■ Written request: Convert the stretch from the line containing "Which region of this scan contains the running" through the end of the records below into a JSON list of strings, with one string per line and blank lines omitted.

[Region annotation entries]
--------

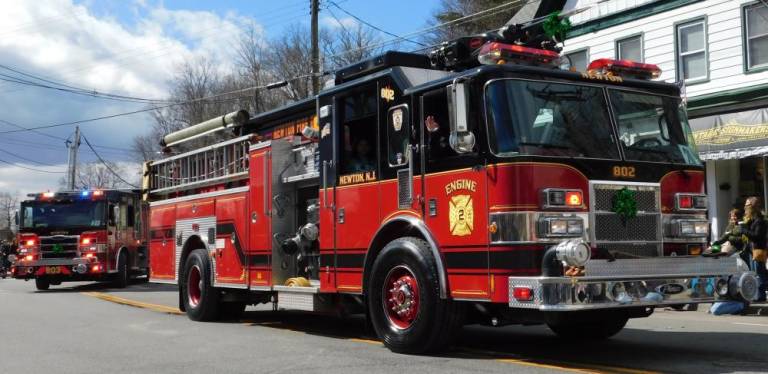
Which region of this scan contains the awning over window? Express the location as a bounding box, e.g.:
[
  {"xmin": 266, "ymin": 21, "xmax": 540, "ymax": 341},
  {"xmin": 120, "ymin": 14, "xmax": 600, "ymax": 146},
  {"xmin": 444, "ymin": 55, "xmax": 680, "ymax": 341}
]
[{"xmin": 690, "ymin": 108, "xmax": 768, "ymax": 160}]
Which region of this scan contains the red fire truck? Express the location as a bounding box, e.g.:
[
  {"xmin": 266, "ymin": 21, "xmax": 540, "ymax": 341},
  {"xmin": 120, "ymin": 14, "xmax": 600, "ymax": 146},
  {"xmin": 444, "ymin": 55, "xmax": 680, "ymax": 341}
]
[
  {"xmin": 11, "ymin": 190, "xmax": 149, "ymax": 290},
  {"xmin": 145, "ymin": 26, "xmax": 756, "ymax": 353}
]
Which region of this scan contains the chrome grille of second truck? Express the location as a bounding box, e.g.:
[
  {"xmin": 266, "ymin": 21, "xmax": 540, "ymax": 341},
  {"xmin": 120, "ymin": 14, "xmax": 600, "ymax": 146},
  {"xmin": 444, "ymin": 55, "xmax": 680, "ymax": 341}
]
[
  {"xmin": 40, "ymin": 235, "xmax": 78, "ymax": 258},
  {"xmin": 590, "ymin": 183, "xmax": 661, "ymax": 258}
]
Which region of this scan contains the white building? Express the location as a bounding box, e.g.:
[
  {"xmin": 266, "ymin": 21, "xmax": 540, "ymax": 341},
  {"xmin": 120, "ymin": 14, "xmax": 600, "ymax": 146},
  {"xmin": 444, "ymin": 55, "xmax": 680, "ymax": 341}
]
[{"xmin": 563, "ymin": 0, "xmax": 768, "ymax": 236}]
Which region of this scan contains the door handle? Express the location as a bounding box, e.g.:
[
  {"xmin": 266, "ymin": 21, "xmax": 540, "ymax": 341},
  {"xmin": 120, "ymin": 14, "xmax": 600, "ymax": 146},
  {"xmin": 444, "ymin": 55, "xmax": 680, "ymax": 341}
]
[
  {"xmin": 264, "ymin": 151, "xmax": 270, "ymax": 217},
  {"xmin": 323, "ymin": 160, "xmax": 328, "ymax": 208}
]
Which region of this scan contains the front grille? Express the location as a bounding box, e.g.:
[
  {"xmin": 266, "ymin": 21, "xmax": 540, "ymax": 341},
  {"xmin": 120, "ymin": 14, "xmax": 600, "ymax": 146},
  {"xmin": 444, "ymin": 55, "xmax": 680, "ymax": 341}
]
[
  {"xmin": 40, "ymin": 236, "xmax": 79, "ymax": 258},
  {"xmin": 594, "ymin": 243, "xmax": 659, "ymax": 259},
  {"xmin": 591, "ymin": 183, "xmax": 662, "ymax": 258},
  {"xmin": 594, "ymin": 213, "xmax": 661, "ymax": 242}
]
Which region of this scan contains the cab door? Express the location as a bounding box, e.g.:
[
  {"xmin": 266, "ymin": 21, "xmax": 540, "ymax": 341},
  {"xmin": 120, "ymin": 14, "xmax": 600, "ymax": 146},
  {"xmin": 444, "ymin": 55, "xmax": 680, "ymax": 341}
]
[
  {"xmin": 332, "ymin": 82, "xmax": 380, "ymax": 293},
  {"xmin": 417, "ymin": 88, "xmax": 492, "ymax": 300}
]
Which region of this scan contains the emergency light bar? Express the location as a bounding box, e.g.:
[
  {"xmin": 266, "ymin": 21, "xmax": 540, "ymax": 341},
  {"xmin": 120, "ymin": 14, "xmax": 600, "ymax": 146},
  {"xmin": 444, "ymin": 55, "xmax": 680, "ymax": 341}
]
[
  {"xmin": 587, "ymin": 58, "xmax": 661, "ymax": 80},
  {"xmin": 477, "ymin": 42, "xmax": 560, "ymax": 66}
]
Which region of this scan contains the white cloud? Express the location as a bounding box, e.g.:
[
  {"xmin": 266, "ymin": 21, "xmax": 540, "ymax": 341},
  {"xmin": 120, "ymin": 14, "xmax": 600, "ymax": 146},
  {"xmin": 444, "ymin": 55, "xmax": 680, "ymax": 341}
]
[
  {"xmin": 320, "ymin": 16, "xmax": 358, "ymax": 29},
  {"xmin": 0, "ymin": 0, "xmax": 263, "ymax": 194},
  {"xmin": 0, "ymin": 164, "xmax": 67, "ymax": 198}
]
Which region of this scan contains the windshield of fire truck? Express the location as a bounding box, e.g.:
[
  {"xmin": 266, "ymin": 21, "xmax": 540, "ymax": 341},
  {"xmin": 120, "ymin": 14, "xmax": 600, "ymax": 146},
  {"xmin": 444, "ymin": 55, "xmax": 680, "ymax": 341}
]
[
  {"xmin": 486, "ymin": 79, "xmax": 619, "ymax": 159},
  {"xmin": 608, "ymin": 89, "xmax": 701, "ymax": 165},
  {"xmin": 20, "ymin": 201, "xmax": 106, "ymax": 229}
]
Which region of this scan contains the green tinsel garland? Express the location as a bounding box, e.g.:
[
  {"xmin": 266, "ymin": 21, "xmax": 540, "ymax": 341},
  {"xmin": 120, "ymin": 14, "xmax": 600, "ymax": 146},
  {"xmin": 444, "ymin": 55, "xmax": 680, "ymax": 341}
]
[{"xmin": 612, "ymin": 187, "xmax": 637, "ymax": 223}]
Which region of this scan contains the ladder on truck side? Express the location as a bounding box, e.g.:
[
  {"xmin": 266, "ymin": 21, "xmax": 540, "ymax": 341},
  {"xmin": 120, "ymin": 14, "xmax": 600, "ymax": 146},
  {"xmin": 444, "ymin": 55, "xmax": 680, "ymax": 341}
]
[{"xmin": 144, "ymin": 135, "xmax": 251, "ymax": 194}]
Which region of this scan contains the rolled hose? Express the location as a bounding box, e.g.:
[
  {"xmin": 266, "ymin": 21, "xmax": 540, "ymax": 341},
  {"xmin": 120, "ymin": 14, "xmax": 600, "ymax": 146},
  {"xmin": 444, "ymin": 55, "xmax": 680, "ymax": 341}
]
[{"xmin": 285, "ymin": 277, "xmax": 312, "ymax": 287}]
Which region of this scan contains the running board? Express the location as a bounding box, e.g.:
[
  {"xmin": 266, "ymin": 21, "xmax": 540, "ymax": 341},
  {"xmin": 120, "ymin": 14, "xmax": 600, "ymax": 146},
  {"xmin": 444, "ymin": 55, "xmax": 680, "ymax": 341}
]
[{"xmin": 273, "ymin": 286, "xmax": 331, "ymax": 312}]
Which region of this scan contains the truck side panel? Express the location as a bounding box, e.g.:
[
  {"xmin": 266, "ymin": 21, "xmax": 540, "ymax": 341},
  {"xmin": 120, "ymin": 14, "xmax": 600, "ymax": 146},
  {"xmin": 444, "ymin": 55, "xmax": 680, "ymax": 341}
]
[
  {"xmin": 149, "ymin": 205, "xmax": 176, "ymax": 283},
  {"xmin": 245, "ymin": 148, "xmax": 272, "ymax": 287},
  {"xmin": 211, "ymin": 193, "xmax": 248, "ymax": 287}
]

--------

■ Exercise output:
[
  "Which region of this scan contains the running board? Express the location as a bounding box, e.g.:",
  "[",
  "  {\"xmin\": 266, \"ymin\": 21, \"xmax\": 540, \"ymax\": 341},",
  "  {\"xmin\": 120, \"ymin\": 14, \"xmax\": 600, \"ymax\": 146},",
  "  {\"xmin\": 444, \"ymin\": 55, \"xmax\": 680, \"ymax\": 341}",
  "]",
  "[{\"xmin\": 273, \"ymin\": 286, \"xmax\": 331, \"ymax\": 312}]",
  "Which region of this scan contains the truck side panel? Express the location as a bounding box, e.g.:",
  "[",
  "  {\"xmin\": 266, \"ymin\": 21, \"xmax\": 540, \"ymax\": 341},",
  "  {\"xmin\": 120, \"ymin\": 14, \"xmax\": 600, \"ymax\": 146},",
  "  {\"xmin\": 444, \"ymin\": 55, \"xmax\": 680, \"ymax\": 341}",
  "]",
  "[",
  "  {\"xmin\": 149, \"ymin\": 205, \"xmax\": 176, \"ymax\": 283},",
  "  {\"xmin\": 245, \"ymin\": 148, \"xmax\": 272, \"ymax\": 287},",
  "  {\"xmin\": 211, \"ymin\": 193, \"xmax\": 248, \"ymax\": 287}",
  "]"
]